> ARTICLE:
▽

Saturday, June 28, 2025

Only Grace

Greetings everyone.

Today, we will finish up Galatians 2 with a quick look at verse 21.  Here is my translation of the verse:  

I will not negate the grace of God. If I could somehow be made righteous through the law, Christ died for no reason. 

Paul has been making the arguments in this chapter that lead us up to this verse. Paul wants to make sure that he does not negate the work of grace in his life, because if somehow we could be righteous enough to earn, then Jesus suffered and died on Cross for no reason whatsoever.  Paul emphasizes this point: obedience to the Law will never make us righteous.  We can never be justified due to our obedience.  

Paul begins verse 21 with these Greek words.  Οὐκ ἀθετῶ  (ouk athetō).   Οὐκ means ‘not.’  So whatever ἀθετῶ means, Paul is saying he does not do it, in relationship to the grace of God.   According to The Greek-English Lexicon of the New Testament, ἀθετῶ can mean any of these: 
  1. To reject something as invalid, nullify, ignore.

△

> DATASET CONTENT:

▽

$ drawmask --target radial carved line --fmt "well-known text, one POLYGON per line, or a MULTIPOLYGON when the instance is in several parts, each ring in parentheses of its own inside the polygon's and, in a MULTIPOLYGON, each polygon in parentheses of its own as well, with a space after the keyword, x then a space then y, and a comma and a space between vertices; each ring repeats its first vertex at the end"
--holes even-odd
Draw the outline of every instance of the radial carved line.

△

> AIM OF THE EXERCISE:
Continue the blog post on Galatians 2:21 from the line "To reject something as invalid, nullify, ignore."

> RESULT OF THIS TASK:
  2. To reject by not recognizing something, reject, disallow.
  3. To make of no account.  
In other words, Paul is saying that he will not make the grace of God to be of no account. So when we are looking for a means of justification, Paul is saying that no matter of obedience to the Law, or any kind of hybrid of grace and law, merits any kind of consideration.  Those ways of thinking negate or invalidate grace.  

He follows this by saying that if we could somehow be made righteous through obedience to the Law, then Jesus died for nothing, because grace isn’t grace any more.  It has become something else. 

So verse 21 is closely connected to the last phrase of verse 20, “the Son of God, who has loved me and given himself up for me.”  He described Jesus’s gracious action on our behalf on the Cross, and because of that, Paul will not set aside grace.  There is nothing that we could do in obedience to the Law that would possibly merit the Cross.  We cannot possibly earn it.  The conclusion: It is far better for us if we instead accept God’s gracious gift.  

Paul has been conituous driving this point home, and he will continue to do so.  I hope that the 1st Century Galatians got the message.  I hope we get it too.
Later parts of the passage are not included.